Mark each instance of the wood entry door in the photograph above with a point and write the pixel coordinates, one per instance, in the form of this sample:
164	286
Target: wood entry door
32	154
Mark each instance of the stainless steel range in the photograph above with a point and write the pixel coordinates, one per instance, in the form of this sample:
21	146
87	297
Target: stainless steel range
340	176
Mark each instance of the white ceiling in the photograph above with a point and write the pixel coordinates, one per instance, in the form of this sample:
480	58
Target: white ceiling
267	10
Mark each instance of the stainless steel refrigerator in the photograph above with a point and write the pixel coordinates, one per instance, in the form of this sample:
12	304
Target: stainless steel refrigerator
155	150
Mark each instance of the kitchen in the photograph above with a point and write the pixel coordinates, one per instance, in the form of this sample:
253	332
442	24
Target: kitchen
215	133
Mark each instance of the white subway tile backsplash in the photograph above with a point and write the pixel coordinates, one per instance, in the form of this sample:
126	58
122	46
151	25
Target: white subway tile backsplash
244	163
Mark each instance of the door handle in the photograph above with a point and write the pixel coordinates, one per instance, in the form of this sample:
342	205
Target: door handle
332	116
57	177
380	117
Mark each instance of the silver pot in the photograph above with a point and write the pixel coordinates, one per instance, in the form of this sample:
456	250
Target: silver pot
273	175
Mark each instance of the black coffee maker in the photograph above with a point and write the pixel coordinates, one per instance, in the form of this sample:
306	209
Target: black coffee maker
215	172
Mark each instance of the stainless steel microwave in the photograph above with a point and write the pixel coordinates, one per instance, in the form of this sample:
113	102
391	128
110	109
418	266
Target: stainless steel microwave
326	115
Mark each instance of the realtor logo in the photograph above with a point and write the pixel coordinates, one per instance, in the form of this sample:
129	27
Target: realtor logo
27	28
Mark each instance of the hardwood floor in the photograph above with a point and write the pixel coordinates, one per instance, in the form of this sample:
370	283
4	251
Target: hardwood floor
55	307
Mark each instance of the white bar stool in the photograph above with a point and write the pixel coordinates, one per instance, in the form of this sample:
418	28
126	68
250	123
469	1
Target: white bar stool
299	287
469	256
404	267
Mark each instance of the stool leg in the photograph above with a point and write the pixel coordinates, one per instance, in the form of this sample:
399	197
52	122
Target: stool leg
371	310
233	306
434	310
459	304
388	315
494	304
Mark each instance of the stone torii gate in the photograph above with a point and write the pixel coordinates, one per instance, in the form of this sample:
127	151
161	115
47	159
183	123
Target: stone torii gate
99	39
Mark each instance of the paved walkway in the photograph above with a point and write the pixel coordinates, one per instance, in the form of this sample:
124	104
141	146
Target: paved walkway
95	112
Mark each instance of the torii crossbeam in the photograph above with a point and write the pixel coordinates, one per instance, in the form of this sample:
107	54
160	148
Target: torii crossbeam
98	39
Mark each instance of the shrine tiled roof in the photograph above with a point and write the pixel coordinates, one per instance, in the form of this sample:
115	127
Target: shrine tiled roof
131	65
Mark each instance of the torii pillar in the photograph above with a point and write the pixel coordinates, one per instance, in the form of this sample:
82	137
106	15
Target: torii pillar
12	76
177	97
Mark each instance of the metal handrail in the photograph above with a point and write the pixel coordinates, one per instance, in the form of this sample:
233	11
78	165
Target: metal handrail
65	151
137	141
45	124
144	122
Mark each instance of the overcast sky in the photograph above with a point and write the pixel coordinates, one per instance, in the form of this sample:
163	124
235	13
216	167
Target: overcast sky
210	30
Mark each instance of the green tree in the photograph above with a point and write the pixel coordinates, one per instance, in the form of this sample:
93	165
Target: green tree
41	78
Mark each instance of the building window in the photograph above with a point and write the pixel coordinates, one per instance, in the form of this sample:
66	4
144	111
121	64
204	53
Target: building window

-*-

| WORK TO DO |
Retype all the entries above word for word, keeping every line in its original order.

| TASK OUTPUT |
Mark each instance of the wood entry door in the photograph above with a point and write the pixel coordinates, one per instance, in the form of this sample:
164	286
Target: wood entry door
32	154
Mark each instance of the stainless steel range in the photograph above with a point and write the pixel coordinates, one per instance, in the form of this sample:
21	146
87	297
Target: stainless steel range
340	176
Mark each instance of the white ceiling in the photograph above with a point and write the pixel coordinates, one per instance, in the form of this sample:
480	58
Target: white ceiling
267	10
Mark each instance of the stainless steel refrigerator in the photograph above with a point and write the pixel coordinates, one per instance, in the form of this sample:
12	304
Target: stainless steel refrigerator
155	150
Mark each instance of the kitchen in the photograph above with a point and write the pixel coordinates, one per instance, in the form of this sample:
253	332
442	24
Target: kitchen
215	133
Mark each instance of the white subway tile backsplash in the photograph above with a point and write the pixel coordinates, one per instance, in the form of this sample:
126	58
122	46
151	25
Target: white subway tile backsplash
244	163
Mark each instance of the door handle in the photograph above with a point and write the pixel coordinates, one per instance, in the form of this sample:
342	205
Target: door handle
332	116
57	177
380	117
Mark each instance of the silver pot in the photograph above with a point and write the pixel coordinates, one per instance, in the form of this sample:
456	250
Target: silver pot
273	175
Mark each instance of the black coffee maker in the photograph above with a point and write the pixel coordinates, one per instance, in the form of this sample:
306	209
Target: black coffee maker
215	172
Mark each instance of the stainless steel microwave in the photograph above with a point and write the pixel coordinates, one per instance, in the form of this sample:
113	102
391	128
110	109
418	266
Target: stainless steel microwave
326	115
Mark each instance of the realtor logo in the photograph above with a point and write the pixel coordinates, one per instance, in the form of this sample:
129	27
Target: realtor logo
27	28
Mark each instance of the hardwood floor in the photograph above with a point and write the pixel coordinates, one per instance, in the form of this sample:
370	283
4	251
Target: hardwood floor
55	307
Mark each instance of the white bar stool in the photograph above with a point and write the pixel coordinates, one per instance, in the form of this sample:
418	28
126	68
250	123
469	1
Target: white bar stool
299	287
469	256
404	267
Mark each instance of the stool leg in the photograph above with a point and write the pixel coordinates, one per instance, in the form of this sample:
399	197
52	122
Target: stool leg
371	310
233	306
434	310
459	304
388	315
494	304
Mark each instance of the stone torii gate in the photograph above with a point and write the pixel coordinates, one per instance, in the form of this sample:
127	151
161	115
47	159
183	123
Target: stone torii gate
99	39
Mark each instance of the paved walkway in the photograph above with a point and write the pixel coordinates, one per instance, in the form of this sample:
124	104
141	146
Target: paved walkway
95	112
Mark each instance of the torii crossbeam in the photograph above with a point and write the pixel coordinates, one per instance, in the form of this sample:
107	54
160	148
Target: torii crossbeam
98	39
Mark each instance of the shrine tiled roof in the photograph above with a point and write the pixel coordinates, one per instance, in the form of this sample:
115	127
Target: shrine tiled roof
131	65
Mark each instance of the torii pillar in the photograph above with a point and write the pixel coordinates, one per instance, in the form of this sample:
82	137
106	15
Target: torii pillar
12	76
177	97
Mark each instance of the metal handrail in the photograph above with a point and write the pixel coordinates, one per instance, in the form of this sample:
233	11
78	165
Target: metal handrail
65	151
137	141
45	124
144	122
Mark each instance of the overcast sky in the photograph above with a point and write the pixel coordinates, one per instance, in the form of this sample:
163	124
235	13
216	167
Target: overcast sky
210	30
Mark each instance of the green tree in the photograph above with a point and write the pixel coordinates, one per instance, in the form of this sample:
93	165
Target: green tree
41	78
Mark each instance of the building window in the photograph above with a point and write the pixel coordinates, one per instance, in the form of this sample:
66	4
144	111
121	64
204	53
Target: building window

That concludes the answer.